Position identification records.
####

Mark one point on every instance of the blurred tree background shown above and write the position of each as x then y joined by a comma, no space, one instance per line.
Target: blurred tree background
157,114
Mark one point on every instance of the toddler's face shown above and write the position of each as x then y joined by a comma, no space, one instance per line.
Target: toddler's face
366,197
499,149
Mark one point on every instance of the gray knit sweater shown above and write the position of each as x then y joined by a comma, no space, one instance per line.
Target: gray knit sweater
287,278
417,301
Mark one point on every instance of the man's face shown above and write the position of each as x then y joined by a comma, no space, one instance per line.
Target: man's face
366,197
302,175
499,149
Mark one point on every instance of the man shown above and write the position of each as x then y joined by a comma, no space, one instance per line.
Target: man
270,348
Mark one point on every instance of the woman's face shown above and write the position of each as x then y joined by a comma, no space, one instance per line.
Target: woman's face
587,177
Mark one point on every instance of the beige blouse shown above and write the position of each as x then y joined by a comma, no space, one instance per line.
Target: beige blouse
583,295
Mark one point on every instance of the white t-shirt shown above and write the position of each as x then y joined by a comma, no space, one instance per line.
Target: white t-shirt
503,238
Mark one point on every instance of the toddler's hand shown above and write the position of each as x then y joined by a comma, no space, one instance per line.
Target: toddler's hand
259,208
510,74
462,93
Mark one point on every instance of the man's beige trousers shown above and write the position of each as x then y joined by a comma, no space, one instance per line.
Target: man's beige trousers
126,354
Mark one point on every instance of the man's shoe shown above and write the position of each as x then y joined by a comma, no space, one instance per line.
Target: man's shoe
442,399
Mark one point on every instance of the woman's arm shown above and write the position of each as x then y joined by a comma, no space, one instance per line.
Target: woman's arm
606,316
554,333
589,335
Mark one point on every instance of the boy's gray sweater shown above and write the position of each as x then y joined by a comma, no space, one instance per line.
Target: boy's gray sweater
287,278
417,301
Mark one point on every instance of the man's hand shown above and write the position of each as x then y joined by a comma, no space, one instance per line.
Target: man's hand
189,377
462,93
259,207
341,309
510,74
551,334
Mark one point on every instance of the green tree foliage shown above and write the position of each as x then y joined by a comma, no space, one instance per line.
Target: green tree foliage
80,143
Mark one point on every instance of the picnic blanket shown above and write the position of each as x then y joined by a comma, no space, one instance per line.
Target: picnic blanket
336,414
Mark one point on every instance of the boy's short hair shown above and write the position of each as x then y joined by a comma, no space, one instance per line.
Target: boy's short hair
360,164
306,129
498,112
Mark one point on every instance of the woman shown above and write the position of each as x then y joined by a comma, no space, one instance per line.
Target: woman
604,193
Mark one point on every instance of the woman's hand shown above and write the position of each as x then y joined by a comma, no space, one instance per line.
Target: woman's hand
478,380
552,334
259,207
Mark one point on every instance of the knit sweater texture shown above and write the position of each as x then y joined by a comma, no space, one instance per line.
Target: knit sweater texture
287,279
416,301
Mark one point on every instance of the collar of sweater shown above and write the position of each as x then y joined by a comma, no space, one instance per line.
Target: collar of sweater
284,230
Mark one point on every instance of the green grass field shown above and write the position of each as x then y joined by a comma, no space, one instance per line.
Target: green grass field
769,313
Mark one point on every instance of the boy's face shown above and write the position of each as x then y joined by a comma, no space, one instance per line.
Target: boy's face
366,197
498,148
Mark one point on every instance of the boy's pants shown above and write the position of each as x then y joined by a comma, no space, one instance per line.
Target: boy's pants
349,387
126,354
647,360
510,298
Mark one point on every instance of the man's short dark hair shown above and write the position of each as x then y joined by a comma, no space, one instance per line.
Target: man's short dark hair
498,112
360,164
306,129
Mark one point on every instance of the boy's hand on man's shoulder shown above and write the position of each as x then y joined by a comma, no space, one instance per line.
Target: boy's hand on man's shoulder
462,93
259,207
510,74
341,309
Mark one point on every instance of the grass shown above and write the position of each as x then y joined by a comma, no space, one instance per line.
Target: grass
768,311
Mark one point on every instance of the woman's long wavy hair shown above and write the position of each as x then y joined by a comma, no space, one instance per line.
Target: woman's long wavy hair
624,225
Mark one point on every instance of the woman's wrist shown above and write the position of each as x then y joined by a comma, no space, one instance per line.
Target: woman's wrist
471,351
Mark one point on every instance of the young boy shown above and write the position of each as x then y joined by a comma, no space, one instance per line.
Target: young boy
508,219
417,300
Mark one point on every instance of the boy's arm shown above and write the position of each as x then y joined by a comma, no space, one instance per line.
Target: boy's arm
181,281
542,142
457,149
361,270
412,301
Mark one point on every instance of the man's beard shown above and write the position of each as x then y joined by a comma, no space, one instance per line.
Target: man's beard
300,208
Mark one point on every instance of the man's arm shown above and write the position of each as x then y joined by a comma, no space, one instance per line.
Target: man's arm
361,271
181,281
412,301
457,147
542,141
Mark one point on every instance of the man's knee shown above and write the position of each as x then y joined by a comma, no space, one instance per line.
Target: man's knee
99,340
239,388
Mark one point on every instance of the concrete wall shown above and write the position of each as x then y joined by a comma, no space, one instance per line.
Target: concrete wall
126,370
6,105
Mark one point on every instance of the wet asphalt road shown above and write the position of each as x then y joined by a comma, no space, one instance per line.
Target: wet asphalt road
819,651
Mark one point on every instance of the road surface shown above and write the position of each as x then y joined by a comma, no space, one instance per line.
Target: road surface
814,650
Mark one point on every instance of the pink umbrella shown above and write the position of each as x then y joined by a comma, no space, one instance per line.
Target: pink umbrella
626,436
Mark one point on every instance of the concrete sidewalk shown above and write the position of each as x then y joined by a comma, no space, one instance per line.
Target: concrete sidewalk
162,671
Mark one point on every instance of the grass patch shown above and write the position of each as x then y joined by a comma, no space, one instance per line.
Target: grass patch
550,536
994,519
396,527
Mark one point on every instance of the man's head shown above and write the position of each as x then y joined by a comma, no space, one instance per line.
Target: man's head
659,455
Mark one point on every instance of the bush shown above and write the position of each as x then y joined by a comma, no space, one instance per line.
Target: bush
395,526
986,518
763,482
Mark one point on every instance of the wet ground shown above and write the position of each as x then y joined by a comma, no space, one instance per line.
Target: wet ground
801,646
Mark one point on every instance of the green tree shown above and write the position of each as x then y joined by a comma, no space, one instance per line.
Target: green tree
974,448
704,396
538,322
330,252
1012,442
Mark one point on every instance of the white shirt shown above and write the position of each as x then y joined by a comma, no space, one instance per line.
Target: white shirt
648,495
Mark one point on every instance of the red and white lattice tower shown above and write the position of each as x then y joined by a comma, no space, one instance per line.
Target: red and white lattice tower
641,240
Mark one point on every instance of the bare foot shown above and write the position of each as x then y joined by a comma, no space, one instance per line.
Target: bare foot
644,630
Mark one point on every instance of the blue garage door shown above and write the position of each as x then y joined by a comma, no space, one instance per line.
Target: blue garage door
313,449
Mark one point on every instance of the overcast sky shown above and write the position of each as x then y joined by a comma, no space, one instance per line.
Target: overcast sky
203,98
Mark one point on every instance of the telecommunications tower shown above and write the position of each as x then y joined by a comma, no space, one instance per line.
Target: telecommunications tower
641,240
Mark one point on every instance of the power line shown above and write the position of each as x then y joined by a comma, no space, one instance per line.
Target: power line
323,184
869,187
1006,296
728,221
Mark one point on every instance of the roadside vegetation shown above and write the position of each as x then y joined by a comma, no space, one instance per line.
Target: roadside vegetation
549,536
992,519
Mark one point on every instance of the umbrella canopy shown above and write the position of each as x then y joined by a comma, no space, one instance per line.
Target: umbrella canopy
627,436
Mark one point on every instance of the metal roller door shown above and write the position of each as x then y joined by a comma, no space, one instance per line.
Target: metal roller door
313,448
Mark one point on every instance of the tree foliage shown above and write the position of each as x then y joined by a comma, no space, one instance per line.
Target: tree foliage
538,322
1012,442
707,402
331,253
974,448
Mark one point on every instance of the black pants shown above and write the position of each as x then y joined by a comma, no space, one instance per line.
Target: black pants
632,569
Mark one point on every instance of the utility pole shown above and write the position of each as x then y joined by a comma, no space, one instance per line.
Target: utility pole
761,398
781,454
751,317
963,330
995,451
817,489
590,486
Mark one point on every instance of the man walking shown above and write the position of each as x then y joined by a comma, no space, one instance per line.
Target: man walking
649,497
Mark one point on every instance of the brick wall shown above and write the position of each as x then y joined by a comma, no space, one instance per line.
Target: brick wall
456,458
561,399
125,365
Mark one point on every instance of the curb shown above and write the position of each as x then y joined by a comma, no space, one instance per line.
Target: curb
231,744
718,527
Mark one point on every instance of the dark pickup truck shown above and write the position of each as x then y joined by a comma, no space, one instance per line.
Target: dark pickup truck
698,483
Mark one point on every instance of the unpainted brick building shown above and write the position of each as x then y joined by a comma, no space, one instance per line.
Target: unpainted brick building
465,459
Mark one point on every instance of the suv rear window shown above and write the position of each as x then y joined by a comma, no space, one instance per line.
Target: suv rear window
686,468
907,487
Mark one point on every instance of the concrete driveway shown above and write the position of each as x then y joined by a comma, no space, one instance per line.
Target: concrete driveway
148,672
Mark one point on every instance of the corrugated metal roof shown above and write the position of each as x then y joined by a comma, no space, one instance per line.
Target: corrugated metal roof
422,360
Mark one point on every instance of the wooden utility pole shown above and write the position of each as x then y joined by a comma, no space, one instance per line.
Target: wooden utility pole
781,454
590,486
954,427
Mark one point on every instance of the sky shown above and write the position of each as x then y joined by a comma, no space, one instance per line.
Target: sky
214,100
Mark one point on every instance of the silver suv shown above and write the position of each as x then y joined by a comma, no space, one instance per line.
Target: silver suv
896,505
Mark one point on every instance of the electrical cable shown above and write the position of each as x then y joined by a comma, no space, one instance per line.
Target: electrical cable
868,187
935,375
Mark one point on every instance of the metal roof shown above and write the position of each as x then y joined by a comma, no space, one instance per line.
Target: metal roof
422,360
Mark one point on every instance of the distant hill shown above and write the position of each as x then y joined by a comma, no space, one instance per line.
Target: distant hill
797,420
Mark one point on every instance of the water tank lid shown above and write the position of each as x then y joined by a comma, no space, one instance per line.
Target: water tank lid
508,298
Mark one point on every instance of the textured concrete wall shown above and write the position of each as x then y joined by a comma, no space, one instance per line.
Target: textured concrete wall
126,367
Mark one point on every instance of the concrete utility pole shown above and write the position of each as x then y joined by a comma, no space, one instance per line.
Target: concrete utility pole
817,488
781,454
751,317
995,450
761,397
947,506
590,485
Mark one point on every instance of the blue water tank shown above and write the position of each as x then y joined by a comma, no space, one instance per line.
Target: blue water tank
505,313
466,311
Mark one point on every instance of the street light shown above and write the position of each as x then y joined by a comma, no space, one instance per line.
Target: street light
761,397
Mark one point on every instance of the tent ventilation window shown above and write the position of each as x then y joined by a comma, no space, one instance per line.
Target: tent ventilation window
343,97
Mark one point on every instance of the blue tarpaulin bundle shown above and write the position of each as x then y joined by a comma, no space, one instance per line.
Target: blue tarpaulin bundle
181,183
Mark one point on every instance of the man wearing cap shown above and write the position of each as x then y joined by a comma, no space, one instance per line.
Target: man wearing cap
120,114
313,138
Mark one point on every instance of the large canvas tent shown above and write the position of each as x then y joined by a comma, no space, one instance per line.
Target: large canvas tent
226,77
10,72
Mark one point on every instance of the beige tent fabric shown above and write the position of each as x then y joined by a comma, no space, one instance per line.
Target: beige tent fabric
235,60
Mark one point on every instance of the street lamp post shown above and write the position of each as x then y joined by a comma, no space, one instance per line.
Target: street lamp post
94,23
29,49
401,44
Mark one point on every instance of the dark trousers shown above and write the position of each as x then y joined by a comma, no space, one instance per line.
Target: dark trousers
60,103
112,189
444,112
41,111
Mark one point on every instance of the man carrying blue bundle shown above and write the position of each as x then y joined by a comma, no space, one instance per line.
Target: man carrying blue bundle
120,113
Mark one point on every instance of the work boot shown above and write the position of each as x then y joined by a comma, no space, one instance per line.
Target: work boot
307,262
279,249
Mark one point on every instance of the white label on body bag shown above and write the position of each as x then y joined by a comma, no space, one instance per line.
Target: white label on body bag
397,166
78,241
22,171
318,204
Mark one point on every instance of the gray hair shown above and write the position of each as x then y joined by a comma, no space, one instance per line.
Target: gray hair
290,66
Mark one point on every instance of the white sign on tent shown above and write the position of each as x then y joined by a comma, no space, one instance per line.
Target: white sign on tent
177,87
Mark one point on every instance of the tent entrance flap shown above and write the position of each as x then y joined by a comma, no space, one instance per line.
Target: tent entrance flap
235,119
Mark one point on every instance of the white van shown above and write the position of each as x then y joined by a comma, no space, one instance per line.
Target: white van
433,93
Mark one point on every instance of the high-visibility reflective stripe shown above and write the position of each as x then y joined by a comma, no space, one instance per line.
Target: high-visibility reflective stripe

####

The problem.
Repeat, without changes, every line from the one that contains "Mark one point on every instance of the tent entrance" through the final line of the data.

Result of the exercise.
Mark one point on every instance of the tent entrance flap shown above and write the position of each as x then y joined by a comma, no space, one instance per line.
Target: tent entrance flap
235,119
Mark one point on every instance of the white van shown above and write the position of each as x then y joined by a comma, no space, one instance per line.
Target: white van
433,93
Mark one point on every instance of the high-visibility reflective stripe shown above and write the position of each as x then y joined by a comma, no space, one instance per line.
Target: high-visibility reflective stripe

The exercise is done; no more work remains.